Suas tarefas:
• A. Enumere todas as pessoas mencionadas com nome e sobrenome no texto sobre a Insurreição de 1935.
• B. Dê prosseguimento ao texto sobre a Insurreição de 1935 a partir da última frase apresentada.

Texto da página:
* * *

Não o conheci de perto, mas quero reverenciar
a memória de Othoniel Menezes.
Queria
também prestar uma homenagem a Benilde
Dantas, também da Insurreição
de 1935. Eu não o conheci, foi através
do seu sobrinho Aníbal, meu companheiro
de pelada na Rua Apodi, e através da música
“Saudades de Muriú”, que tocavam
no piano lá de casa, que tomei conhecimento
da sensibilidade desse homem, através da
grandeza dos seus versos.
Lembro
ainda Sizenando Filgueira, que conheci em seus
últimos dias, memória viva da sua
época, figura com quem convivi através
dos ensinamentos que ele deixou, na sua obra.
Lembro também Luís Maranhão
Filho, que não teve a ventura de morrer
dignamente, morto pela ditadura, tendo seu corpo
atirado ao mar, e sua companheira, Odete Roseli
Maranhão Garcia, hoje esclerosada, com
Mal de Parkinson, vivendo entre quatro paredes,
são exemplos de atrocidades do braço
forte da direita, reprimindo os movimentos libertários
do país.
É
para que isso não se repita que estamos
aqui rememorando 1935. É um ato de grandeza
humana, de grandeza solidária do Governo
do Rio Grande do Norte, que tem a coragem, a ousadia,
e também o desvelo e o cuidado com a história.

* * *

Informações fornecidas:
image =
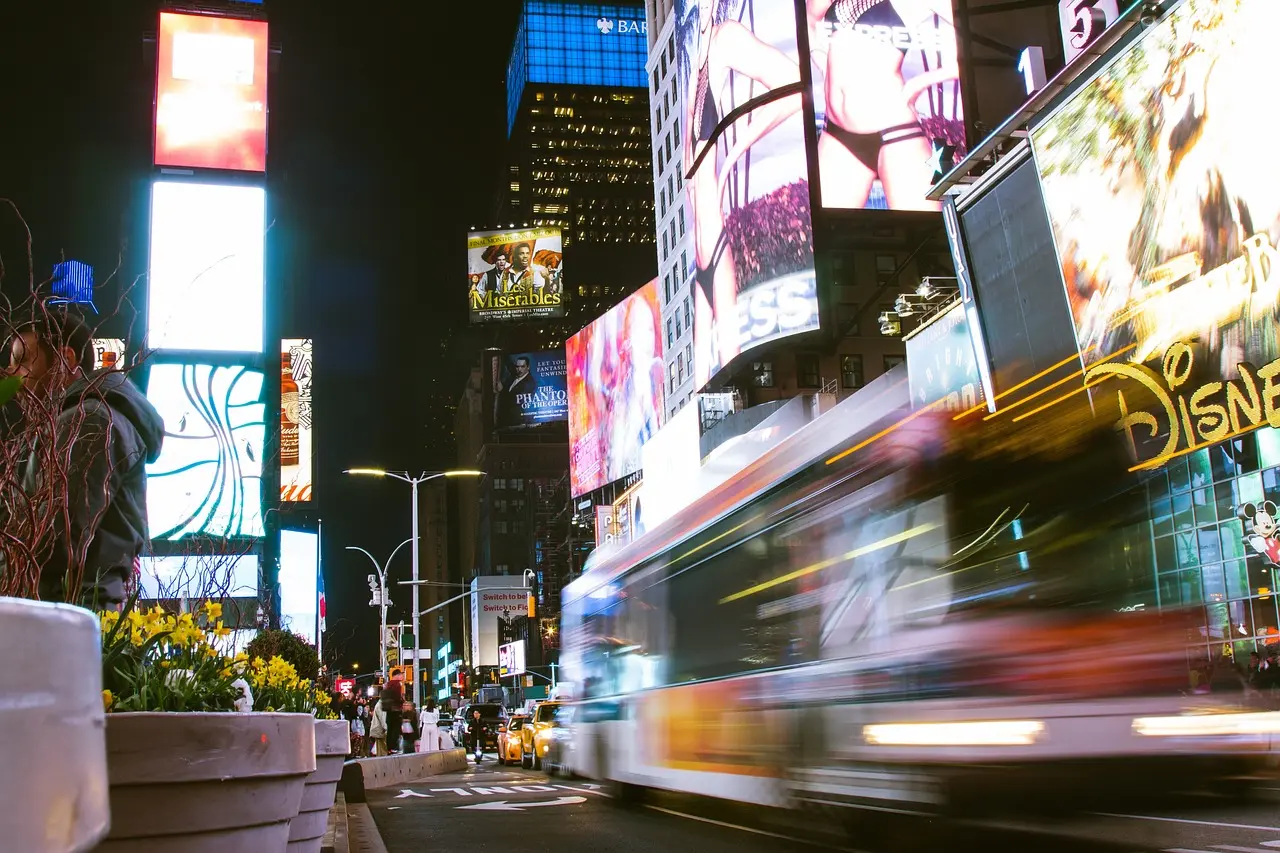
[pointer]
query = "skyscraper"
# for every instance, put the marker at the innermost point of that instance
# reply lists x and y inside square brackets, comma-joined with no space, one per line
[577,121]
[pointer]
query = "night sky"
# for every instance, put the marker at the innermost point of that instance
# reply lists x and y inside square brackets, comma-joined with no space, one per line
[385,140]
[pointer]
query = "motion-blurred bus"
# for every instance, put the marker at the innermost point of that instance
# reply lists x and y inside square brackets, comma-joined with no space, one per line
[910,611]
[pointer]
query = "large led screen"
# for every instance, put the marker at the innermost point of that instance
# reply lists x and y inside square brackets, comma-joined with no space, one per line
[199,576]
[748,178]
[205,288]
[615,389]
[515,274]
[531,389]
[209,477]
[300,582]
[296,425]
[886,86]
[941,364]
[1164,191]
[211,92]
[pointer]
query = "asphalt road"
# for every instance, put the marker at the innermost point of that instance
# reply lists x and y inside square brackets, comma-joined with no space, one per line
[488,807]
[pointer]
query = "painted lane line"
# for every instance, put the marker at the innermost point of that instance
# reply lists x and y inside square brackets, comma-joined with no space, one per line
[503,806]
[1183,820]
[753,831]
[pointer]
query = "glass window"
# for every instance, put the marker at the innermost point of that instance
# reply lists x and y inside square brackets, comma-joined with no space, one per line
[851,370]
[807,370]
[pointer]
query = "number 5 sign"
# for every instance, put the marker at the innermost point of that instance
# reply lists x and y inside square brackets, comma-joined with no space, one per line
[1083,21]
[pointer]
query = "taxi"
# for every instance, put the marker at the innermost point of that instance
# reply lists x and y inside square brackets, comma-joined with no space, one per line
[511,739]
[538,733]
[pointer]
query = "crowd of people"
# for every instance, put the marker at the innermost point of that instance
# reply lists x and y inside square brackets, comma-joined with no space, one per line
[385,724]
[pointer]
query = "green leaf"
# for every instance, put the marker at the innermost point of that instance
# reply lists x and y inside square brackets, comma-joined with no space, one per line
[9,387]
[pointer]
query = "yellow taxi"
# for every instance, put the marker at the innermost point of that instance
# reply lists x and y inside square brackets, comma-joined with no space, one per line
[511,744]
[536,734]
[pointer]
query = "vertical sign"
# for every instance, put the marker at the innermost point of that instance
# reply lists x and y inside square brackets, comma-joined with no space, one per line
[296,425]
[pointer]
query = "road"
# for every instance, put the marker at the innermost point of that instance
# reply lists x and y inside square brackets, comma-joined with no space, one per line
[496,808]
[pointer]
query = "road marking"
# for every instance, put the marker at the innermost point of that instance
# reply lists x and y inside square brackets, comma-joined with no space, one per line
[1183,820]
[504,806]
[753,831]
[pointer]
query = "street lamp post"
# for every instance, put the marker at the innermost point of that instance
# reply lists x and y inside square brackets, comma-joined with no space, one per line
[383,603]
[405,477]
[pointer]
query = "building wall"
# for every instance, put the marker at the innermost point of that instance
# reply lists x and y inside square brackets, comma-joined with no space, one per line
[673,236]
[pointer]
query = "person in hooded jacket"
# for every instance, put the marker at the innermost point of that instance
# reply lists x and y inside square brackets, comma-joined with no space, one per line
[112,432]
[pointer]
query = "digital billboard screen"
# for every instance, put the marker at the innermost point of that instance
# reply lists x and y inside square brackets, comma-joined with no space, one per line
[941,363]
[531,389]
[211,92]
[300,574]
[615,389]
[748,178]
[515,274]
[1164,196]
[205,290]
[209,477]
[296,427]
[886,83]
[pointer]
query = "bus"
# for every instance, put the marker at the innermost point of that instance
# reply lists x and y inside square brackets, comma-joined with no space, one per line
[914,611]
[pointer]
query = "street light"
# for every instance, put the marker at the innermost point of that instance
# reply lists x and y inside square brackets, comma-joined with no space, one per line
[380,592]
[405,477]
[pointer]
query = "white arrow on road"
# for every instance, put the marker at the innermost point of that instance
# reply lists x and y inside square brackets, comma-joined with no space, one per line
[503,806]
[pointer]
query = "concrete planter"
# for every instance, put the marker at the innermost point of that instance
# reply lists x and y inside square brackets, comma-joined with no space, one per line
[206,783]
[333,744]
[54,796]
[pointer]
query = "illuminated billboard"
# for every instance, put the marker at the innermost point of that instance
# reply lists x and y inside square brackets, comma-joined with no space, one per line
[211,92]
[615,389]
[515,274]
[300,591]
[1165,205]
[941,363]
[748,178]
[205,288]
[1164,197]
[209,477]
[531,391]
[886,89]
[297,446]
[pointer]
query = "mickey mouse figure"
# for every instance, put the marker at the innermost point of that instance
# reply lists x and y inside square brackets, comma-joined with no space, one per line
[1265,523]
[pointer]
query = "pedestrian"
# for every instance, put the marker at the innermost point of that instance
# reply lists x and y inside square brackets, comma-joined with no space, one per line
[429,724]
[91,460]
[476,733]
[393,705]
[378,730]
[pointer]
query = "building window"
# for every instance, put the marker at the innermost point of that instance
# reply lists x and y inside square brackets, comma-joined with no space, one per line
[807,370]
[851,372]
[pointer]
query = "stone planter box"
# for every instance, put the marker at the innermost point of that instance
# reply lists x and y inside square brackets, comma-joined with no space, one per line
[333,744]
[206,783]
[54,792]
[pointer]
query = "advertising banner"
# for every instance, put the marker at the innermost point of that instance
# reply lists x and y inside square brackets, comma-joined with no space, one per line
[615,389]
[511,658]
[941,364]
[1165,205]
[531,389]
[296,428]
[211,92]
[206,268]
[886,83]
[489,605]
[515,274]
[748,179]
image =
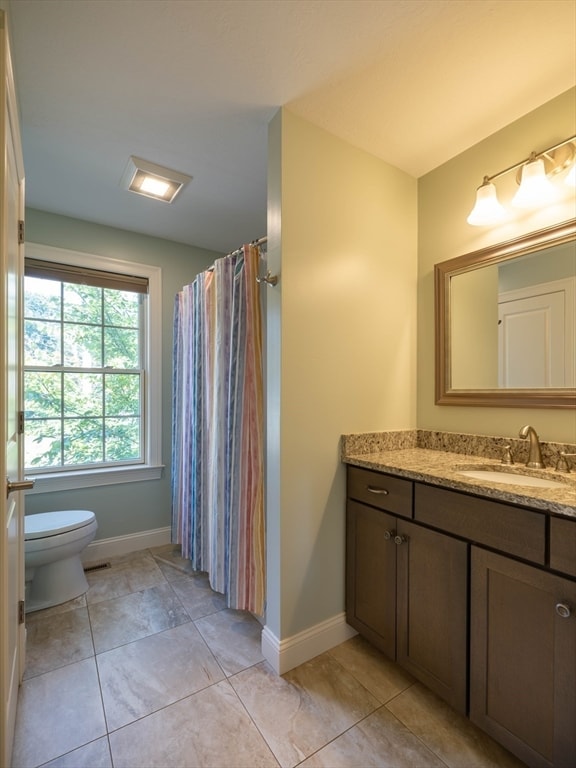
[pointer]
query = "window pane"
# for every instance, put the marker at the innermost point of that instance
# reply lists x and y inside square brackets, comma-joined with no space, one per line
[43,394]
[121,308]
[41,343]
[122,439]
[42,298]
[82,346]
[83,441]
[82,303]
[42,443]
[121,348]
[122,394]
[82,394]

* * *

Respostas por tarefa:
• A.
- Othoniel Menezes
- Benilde Dantas
- Sizenando Filgueira
- Luís Maranhão Filho
- Odete Roseli Maranhão Garcia

• B.
É
por amar a causa política que eu estou
aqui, como simples militante, um homem do povo,
filho de uma empregada doméstica, que tem
no coração a certeza de que a luta
pela liberdade não pode morrer.
Não
nos interessa o golpe. O golpe sempre suscita
o que Luiz Gonzaga Cortez afirmou, situações
esdrúxulas como, por exemplo, transformar
um deficiente mental em herói. É
um absurdo! É um esbulho à dignidade
humana.
Este
seminário realizado aqui, no antigo Palácio
do Governo, no Palácio da Cultura, no centro
de Natal, abordando um tema tão importante,
tão pouco discutido, tão distante
dos que aqui se sentaram como governador, secretários,
parece uma contradição, mas se explica
pela dinâmica da história.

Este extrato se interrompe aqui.